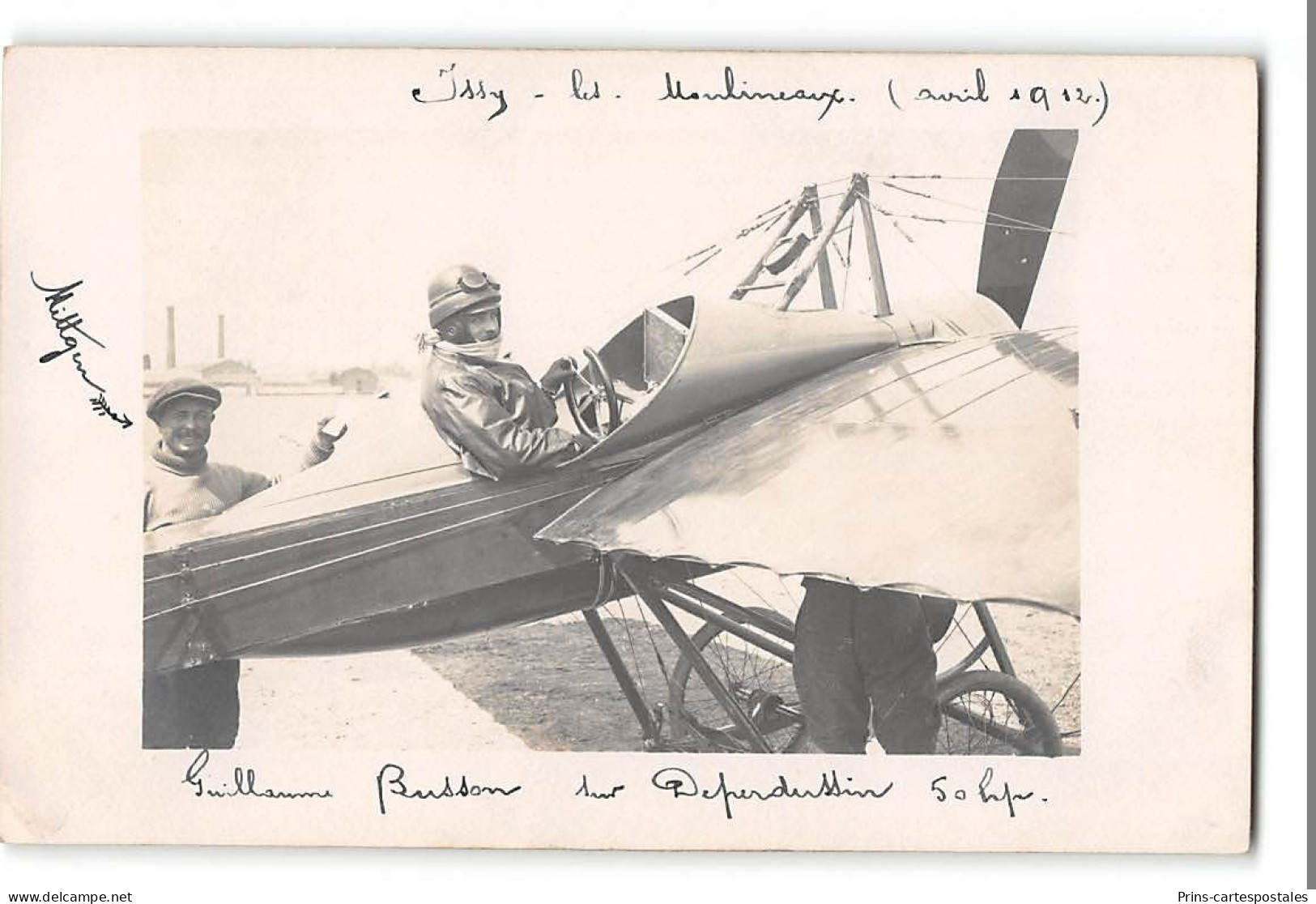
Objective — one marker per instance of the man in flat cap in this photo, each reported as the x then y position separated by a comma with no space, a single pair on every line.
491,412
196,707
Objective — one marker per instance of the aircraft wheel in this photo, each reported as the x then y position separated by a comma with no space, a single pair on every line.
991,714
761,682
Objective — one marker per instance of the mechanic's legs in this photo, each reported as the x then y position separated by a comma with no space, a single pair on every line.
899,670
827,672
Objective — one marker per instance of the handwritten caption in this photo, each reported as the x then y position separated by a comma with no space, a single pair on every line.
71,332
495,98
716,795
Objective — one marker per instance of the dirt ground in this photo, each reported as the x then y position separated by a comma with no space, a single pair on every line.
551,686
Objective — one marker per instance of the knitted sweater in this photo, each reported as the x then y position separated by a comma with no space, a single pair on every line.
179,490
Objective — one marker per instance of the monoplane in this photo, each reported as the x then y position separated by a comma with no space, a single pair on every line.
747,420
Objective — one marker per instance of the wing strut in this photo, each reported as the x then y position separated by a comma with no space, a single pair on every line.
814,254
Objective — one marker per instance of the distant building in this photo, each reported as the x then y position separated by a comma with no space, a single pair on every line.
233,374
356,379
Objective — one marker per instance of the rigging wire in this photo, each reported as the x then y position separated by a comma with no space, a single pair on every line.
970,207
943,178
958,290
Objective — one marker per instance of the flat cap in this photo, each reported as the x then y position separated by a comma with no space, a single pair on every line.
183,386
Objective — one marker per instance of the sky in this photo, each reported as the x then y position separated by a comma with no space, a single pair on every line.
317,245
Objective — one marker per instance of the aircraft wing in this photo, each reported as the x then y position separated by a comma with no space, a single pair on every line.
951,465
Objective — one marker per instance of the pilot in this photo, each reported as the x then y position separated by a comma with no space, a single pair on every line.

What is asked:
Put every line from the one containing "Objective — one marker per instance of the rigging" through the last line into a Markdown table with the columns Row and Entry. Number each row and omit blank lines.

Final result:
| Row | Entry |
|---|---|
| 1 | Objective — one marker per instance of the rigging wire in this photo, each reported as the x then y position separated by a comma with no space, a single pair on every line. |
| 2 | 970,207 |
| 3 | 943,178 |
| 4 | 958,290 |
| 5 | Objective — one marker per instance of the flat cap in this photo, each reported as the x then y position separated by a comma with no space, a single pair on every line. |
| 6 | 183,386 |
| 7 | Objective — one marker per instance of the sky in this photo, each reported as the x then y position separated by a comma with no space, a single pair on every line. |
| 8 | 317,245 |
| 9 | Objective — one marker per instance of the aircraft wing in this photo, each reported as the x then y position separated by a comma with no space, a single pair on every line. |
| 10 | 951,465 |
| 11 | Objective — one marker per instance of the pilot in this photo, each reported as the x then y position separated by a comma with no space, a single pair on every line. |